### Aim of the task
Return all the entries below exactly as they were given.
*** Opening of Data records ***
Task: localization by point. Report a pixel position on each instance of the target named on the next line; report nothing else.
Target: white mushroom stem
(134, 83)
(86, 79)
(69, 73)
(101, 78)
*** Close of Data records ***
### Finished task
Task: localization by point. Report a pixel position on each instance of the target named on the next line; report nothing else.
Target: white mushroom stem
(134, 83)
(86, 79)
(69, 73)
(101, 78)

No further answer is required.